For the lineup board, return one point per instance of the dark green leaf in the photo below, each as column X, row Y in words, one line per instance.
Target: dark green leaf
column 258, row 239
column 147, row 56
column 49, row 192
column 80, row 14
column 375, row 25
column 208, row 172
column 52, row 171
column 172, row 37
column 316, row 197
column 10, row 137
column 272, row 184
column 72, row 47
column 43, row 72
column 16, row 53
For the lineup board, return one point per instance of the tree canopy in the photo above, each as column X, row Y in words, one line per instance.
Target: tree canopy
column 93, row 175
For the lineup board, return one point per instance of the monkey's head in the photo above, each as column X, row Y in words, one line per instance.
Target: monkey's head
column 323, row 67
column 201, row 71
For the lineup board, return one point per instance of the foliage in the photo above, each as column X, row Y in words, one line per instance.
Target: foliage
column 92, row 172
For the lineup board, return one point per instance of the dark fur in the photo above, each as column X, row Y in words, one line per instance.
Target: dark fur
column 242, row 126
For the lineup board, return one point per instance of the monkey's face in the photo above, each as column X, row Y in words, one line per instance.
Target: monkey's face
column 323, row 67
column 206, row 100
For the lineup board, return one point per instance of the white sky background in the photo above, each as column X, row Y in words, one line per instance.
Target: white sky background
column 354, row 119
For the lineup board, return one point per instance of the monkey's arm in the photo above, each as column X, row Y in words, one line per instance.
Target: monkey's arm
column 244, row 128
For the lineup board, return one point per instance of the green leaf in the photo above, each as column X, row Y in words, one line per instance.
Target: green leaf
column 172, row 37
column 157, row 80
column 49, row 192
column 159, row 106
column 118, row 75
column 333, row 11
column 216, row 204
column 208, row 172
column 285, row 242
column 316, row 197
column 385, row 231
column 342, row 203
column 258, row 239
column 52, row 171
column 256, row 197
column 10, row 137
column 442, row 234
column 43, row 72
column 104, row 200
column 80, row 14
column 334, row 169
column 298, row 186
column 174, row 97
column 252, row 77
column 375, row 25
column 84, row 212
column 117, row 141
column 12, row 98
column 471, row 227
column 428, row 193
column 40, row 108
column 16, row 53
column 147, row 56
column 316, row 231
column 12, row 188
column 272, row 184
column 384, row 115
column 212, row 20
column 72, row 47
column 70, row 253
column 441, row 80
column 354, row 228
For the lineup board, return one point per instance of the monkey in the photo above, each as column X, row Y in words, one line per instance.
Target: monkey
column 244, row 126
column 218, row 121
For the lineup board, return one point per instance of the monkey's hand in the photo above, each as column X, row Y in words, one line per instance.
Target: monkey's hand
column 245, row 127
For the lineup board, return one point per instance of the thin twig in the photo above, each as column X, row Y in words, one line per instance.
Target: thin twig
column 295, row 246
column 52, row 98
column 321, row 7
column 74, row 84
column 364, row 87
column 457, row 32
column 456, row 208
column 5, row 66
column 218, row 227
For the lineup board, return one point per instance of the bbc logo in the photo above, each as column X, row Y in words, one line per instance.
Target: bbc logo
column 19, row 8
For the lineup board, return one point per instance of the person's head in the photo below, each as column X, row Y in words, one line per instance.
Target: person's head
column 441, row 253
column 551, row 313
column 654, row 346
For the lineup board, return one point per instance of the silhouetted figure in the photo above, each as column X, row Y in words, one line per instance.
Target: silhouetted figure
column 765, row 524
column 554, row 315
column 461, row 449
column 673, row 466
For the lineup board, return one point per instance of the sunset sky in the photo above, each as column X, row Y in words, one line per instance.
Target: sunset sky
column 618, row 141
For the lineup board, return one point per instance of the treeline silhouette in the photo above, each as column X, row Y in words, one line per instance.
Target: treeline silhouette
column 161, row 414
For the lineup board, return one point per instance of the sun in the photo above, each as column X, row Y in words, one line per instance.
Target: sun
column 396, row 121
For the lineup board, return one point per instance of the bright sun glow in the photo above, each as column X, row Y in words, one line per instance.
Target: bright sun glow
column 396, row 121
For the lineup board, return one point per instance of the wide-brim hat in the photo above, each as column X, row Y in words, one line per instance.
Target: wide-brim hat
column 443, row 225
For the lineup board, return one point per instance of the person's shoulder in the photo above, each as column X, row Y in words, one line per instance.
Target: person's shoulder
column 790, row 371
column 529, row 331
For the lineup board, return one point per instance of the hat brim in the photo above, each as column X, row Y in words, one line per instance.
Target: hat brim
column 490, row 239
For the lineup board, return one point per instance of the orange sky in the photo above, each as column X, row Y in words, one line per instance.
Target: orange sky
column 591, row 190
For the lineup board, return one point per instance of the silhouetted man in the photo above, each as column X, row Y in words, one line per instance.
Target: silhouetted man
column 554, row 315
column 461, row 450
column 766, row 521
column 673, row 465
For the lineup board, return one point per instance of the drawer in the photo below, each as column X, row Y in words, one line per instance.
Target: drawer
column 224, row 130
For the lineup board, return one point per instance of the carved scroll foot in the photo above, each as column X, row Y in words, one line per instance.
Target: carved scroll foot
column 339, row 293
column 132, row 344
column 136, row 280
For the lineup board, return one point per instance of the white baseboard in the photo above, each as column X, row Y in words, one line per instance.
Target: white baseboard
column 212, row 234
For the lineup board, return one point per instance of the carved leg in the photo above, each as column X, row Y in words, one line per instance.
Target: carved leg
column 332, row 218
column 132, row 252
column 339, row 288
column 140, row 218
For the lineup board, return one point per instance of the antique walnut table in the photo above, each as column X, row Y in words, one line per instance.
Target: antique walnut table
=-=-=-=-=
=== WRITTEN EXERCISE ===
Convert all the records above into a JSON list of strings, with one string for each line and blank lines omitted.

=== THE REPLY ===
[
  "For the lineup board, return one point per instance of the dark green leaf in the photo below, each as column X, row Y in words, one line per instance.",
  "Target: dark green leaf",
  "column 258, row 239",
  "column 147, row 56",
  "column 49, row 192",
  "column 80, row 14",
  "column 375, row 25",
  "column 208, row 172",
  "column 52, row 171",
  "column 172, row 37",
  "column 316, row 197",
  "column 10, row 137",
  "column 272, row 184",
  "column 72, row 47",
  "column 43, row 72",
  "column 16, row 53",
  "For the lineup board, return one point per instance of the tree canopy in the photo above, each as column X, row Y in words, one line per instance.",
  "Target: tree canopy",
  "column 93, row 175",
  "For the lineup board, return one point per instance of the monkey's head in the photo above, each as column X, row Y in words, one line per instance.",
  "Target: monkey's head",
  "column 323, row 67",
  "column 201, row 71",
  "For the lineup board, return one point per instance of the foliage in the photo above, each as column X, row Y in words, one line per instance.",
  "Target: foliage",
  "column 92, row 172",
  "For the lineup board, return one point per instance of the dark fur in the photo above, each as column X, row Y in words, one line per instance.",
  "Target: dark fur",
  "column 242, row 126",
  "For the lineup board, return one point per instance of the monkey's face in the photo above, each as column X, row Y in words, one line per instance.",
  "Target: monkey's face",
  "column 323, row 67",
  "column 206, row 100",
  "For the lineup board, return one point per instance of the white sky background in the photo above, each as column X, row Y in words, one line per instance.",
  "Target: white sky background",
  "column 354, row 119",
  "For the lineup board, return one point per instance of the monkey's arm in the photo above, each as column X, row Y in words, one line per instance.",
  "Target: monkey's arm",
  "column 244, row 128",
  "For the lineup board, return one point per instance of the green leaf in the photo above, each as column X, row Y in words, one line per instance.",
  "Target: green leaf",
  "column 172, row 37",
  "column 157, row 80",
  "column 49, row 192",
  "column 159, row 106",
  "column 118, row 75",
  "column 333, row 11",
  "column 216, row 204",
  "column 208, row 172",
  "column 285, row 242",
  "column 316, row 197",
  "column 385, row 231",
  "column 342, row 203",
  "column 258, row 239",
  "column 52, row 171",
  "column 256, row 197",
  "column 10, row 137",
  "column 442, row 234",
  "column 43, row 72",
  "column 104, row 200",
  "column 80, row 14",
  "column 334, row 169",
  "column 298, row 186",
  "column 174, row 97",
  "column 252, row 77",
  "column 375, row 25",
  "column 84, row 212",
  "column 117, row 141",
  "column 12, row 98",
  "column 471, row 227",
  "column 428, row 193",
  "column 40, row 108",
  "column 16, row 53",
  "column 147, row 56",
  "column 316, row 231",
  "column 12, row 188",
  "column 272, row 184",
  "column 384, row 115",
  "column 212, row 20",
  "column 72, row 47",
  "column 70, row 253",
  "column 441, row 80",
  "column 354, row 228",
  "For the lineup board, return one point per instance of the monkey in the photo above, each as column X, row Y in words, one line per instance.",
  "Target: monkey",
  "column 244, row 126",
  "column 218, row 121",
  "For the lineup board, return one point per instance of the monkey's hand in the photo above, each as column X, row Y in words, one line per instance.",
  "Target: monkey's hand",
  "column 245, row 127",
  "For the lineup board, return one point per instance of the thin twig in the photo above, each as column X, row Y in words, one line per instance.",
  "Target: thin twig",
  "column 295, row 246",
  "column 52, row 98",
  "column 321, row 7",
  "column 74, row 84",
  "column 364, row 87",
  "column 457, row 32",
  "column 456, row 208",
  "column 5, row 66",
  "column 218, row 227",
  "For the lineup board, return one point per instance of the bbc logo in the photo above, each as column X, row Y in words, one line per instance.",
  "Target: bbc logo",
  "column 19, row 8",
  "For the lineup board, return one point per instance of the person's head in the photo below, each as column X, row Y in words, one line per instance.",
  "Target: person's head",
  "column 441, row 253",
  "column 551, row 313",
  "column 654, row 346",
  "For the lineup board, return one point per instance of the silhouetted figure in the photo above, each as column X, row Y in words, one line per instance.",
  "Target: silhouetted figure",
  "column 765, row 524",
  "column 554, row 315",
  "column 461, row 449",
  "column 673, row 466",
  "For the lineup board, return one point per instance of the sunset sky in the photo above, each as column X, row Y in words, one line per instance.",
  "Target: sunset sky",
  "column 618, row 141",
  "For the lineup board, return one point per instance of the treeline silhouette in the photo above, each as column X, row Y in words, one line per instance.",
  "Target: treeline silhouette",
  "column 161, row 414",
  "For the lineup board, return one point per instance of the sun in the photo above, each as column X, row Y in words, one line per instance.",
  "Target: sun",
  "column 396, row 121",
  "For the lineup board, return one point per instance of the bright sun glow in the photo above, each as column X, row Y in words, one line per instance.",
  "Target: bright sun glow",
  "column 396, row 121",
  "For the lineup board, return one point per instance of the wide-brim hat in the photo above, each as column X, row Y in words, one line per instance.",
  "Target: wide-brim hat",
  "column 443, row 225",
  "For the lineup board, return one point per instance of the person's shoulder in the photo above, each as column X, row Y in words, one line per instance.",
  "Target: person's shoulder",
  "column 790, row 371",
  "column 529, row 331",
  "For the lineup board, return one point per instance of the hat brim in the photo above, each as column X, row Y in words, one line per instance.",
  "Target: hat brim",
  "column 490, row 239",
  "For the lineup board, return one point per instance of the orange sky in the photo above, each as column X, row Y in words, one line per instance.",
  "Target: orange sky",
  "column 591, row 190",
  "For the lineup board, return one point per instance of the silhouetted man in the photo above, each as column X, row Y in words, one line per instance.",
  "Target: silhouetted man",
  "column 554, row 315",
  "column 461, row 450",
  "column 766, row 521",
  "column 673, row 465",
  "For the lineup board, return one point per instance of the drawer in the photo below, each as column X, row Y in words, one line per instance.",
  "Target: drawer",
  "column 224, row 130",
  "For the lineup board, return one point per instance of the carved scroll foot in the photo above, each as column X, row Y in words, one line per instance.",
  "Target: carved scroll foot",
  "column 339, row 293",
  "column 132, row 344",
  "column 136, row 280",
  "For the lineup board, return one point per instance of the white baseboard in the photo above, each as column X, row Y in words, one line per instance.",
  "Target: white baseboard",
  "column 212, row 234",
  "For the lineup board, return one point per instance of the carved leg in the photo above, each as column X, row Y in words, one line per instance.",
  "Target: carved leg",
  "column 332, row 218",
  "column 132, row 252",
  "column 339, row 288",
  "column 140, row 218",
  "For the lineup board, return one point per instance of the antique walnut table in the photo above, each as column X, row Y in words, one line per instance.",
  "Target: antique walnut table"
]